-- Exercice proposé A --
Recopiez à l'identique les lignes des enregistrements, de celle qui contient « of the ground » jusqu'à la dernière ligne des enregistrements incluse.
-- Exercice proposé B --
Rédigez la suite du texte sur l'Union européenne et le postmodernisme, à partir de sa dernière phrase.

-- Extrait du texte --
• • • •

Quel rôle joue l’Europe dans cette idéologie ?

Le post modernisme est l’idéologie la plus adéqate à l’Union Européenne et c’est de toute évidence le milieu dans lequel il s’est développé. Le nature de sa cible principale, à savoir la nation, nous renseigne à ce propos de façon évidente : c’est à défaire les liens nationaux existants que s’affaire l’unification européenne, pour croiser les populations au moyen de liens et de fonctions transversales (les commissions transnationales), non plus sur la base de sujets individuels comme collectifs. Dans cet ordre d’idées la décision de l’U.E. de récuser toute dimension identitaire, de ne pas reconnaitre sa culture de 20 siècles, cachée derrière sa prétention d’incarner – elle, une puissance- les droits de l’homme universel ouvre la porte à la contestation de sa culture, de son identité historique par les populations immigrées qui, elles, sont toutes dévouées au kulturkampf. L’UE est un sujet politique tentaculaire qui se dénie illusoirement toute identité. L’identité est ainsi devenue l’ennemi universel comme s’il existait des entités collectives ou individuelles sans identité. La doctrine du genre quant à elle, ne peut qu’affaiblir le sujet individuel à l’avantage du nouveau pouvoir. L’autre versant de ce syndrome, met, en vis à vis de la nation, l’empire. Au 17ème siècle les États nations européens se sont forgés sur les ruines des empires. L’inverse est vrai aujourd’hui : l’Union Européenne qui mettrait un terme aux États-Nations serait un pouvoir de type impérial. Le cadre unique de la démocratie est l’État nation.

• • • •

-- Enregistrements associés --
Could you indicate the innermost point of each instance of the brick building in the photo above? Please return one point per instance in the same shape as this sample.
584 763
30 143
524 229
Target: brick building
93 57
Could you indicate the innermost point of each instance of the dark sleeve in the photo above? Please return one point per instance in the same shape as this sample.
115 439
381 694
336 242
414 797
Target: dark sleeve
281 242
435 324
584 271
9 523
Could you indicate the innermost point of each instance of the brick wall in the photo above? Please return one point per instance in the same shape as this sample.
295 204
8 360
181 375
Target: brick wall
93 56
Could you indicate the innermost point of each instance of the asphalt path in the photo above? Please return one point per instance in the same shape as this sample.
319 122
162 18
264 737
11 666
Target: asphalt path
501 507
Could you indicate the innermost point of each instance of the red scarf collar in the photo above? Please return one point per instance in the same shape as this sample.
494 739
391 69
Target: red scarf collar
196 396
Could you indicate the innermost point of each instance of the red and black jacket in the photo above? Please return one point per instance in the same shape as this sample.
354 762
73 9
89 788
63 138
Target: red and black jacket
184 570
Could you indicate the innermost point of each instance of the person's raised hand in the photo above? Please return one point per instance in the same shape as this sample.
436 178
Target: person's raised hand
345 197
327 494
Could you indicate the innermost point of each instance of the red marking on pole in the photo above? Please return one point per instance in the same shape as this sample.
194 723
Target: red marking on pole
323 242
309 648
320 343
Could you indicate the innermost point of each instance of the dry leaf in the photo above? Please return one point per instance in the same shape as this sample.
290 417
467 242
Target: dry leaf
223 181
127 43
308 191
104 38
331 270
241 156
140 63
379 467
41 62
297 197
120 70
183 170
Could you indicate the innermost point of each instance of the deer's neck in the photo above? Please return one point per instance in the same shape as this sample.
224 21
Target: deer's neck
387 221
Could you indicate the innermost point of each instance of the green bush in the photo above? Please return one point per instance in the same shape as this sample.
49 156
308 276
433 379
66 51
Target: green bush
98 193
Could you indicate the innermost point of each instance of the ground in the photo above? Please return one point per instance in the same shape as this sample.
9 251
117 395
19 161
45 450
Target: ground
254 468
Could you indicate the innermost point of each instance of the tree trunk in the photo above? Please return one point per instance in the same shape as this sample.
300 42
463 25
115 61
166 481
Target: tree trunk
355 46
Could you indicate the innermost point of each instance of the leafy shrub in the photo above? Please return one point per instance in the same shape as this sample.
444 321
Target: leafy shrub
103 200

• • • •

-- Bonne réponse A --
Could you indicate the innermost point of each instance of the ground in the photo above? Please return one point per instance in the same shape as this sample.
9 251
117 395
19 161
45 450
Target: ground
254 468
Could you indicate the innermost point of each instance of the tree trunk in the photo above? Please return one point per instance in the same shape as this sample.
300 42
463 25
115 61
166 481
Target: tree trunk
355 46
Could you indicate the innermost point of each instance of the leafy shrub in the photo above? Please return one point per instance in the same shape as this sample.
444 321
Target: leafy shrub
103 200

-- Bonne réponse B --
Quelle est la place de l’antisionisme dans ce dispositif ? La critique de l’État Israël et la critique de l’État-Nation en général sont-elles comparables ? On a l’impression que le discours décolonial qui s’applique aujourd’hui à la France et à l’Europe s’est calqué sur la dénonciation d’Israël : État d’apartheid et de discrimination, État colonial, État « ethnique » (parce que juif ou « blanc »)…

La première salve du post-modernisme a été pour Israël et le sionisme. Déjà, au lendemain de Vichy, les philosophes du post-modernisme français exaltaient l’« exil » judaïque au moment même ou une communauté juive se reconstruisait en France et un État d’Israël se constituait. Dans les années 1990 les mêmes intellectuels, auxquels les transfuges du marxisme politique s’adjoignaient au lendemain de la chute du Mur, se redécouvraient « démocrates » et investissaient la démocratie libérale en découvrant la menace que la communauté juive d’après-guerre et l’État d’Israël faisaient peser sur son universalité, celle des droits de l’homme[1]. L’héritage de l’Union soviétique fourrier de l’anticolonialisme arabe ressuscitait. Une saga martyrologique fut construite, avec la Nakba comme « anti-Shoah » et le peuple palestinien devint le héros martyr et la victime absolue. Les gauchistes avaient trouvé l’épouvantail absolu de la nation, de la race, du suprématisme. Ils portent à ce propos une grave responsabilité, car en entretenant ces mensonges, ils ont légitimé en France une vieille haine islamique qu’illustra Mohamed Merah, lequel assassina des enfants juifs pour « venger les enfants de Gaza ». Au passage, je ferais aussi un sort aux médias nationaux qui n’informent sur la situation au Moyen-Orient que dans le prisme du discours de la propagande palestinienne à destination des Occidentaux. Tout ce dont Israël fut alors accusé, durant les années 2000, se retourna par la suite contre la France et les États européens, jusqu’au terrorisme islamique.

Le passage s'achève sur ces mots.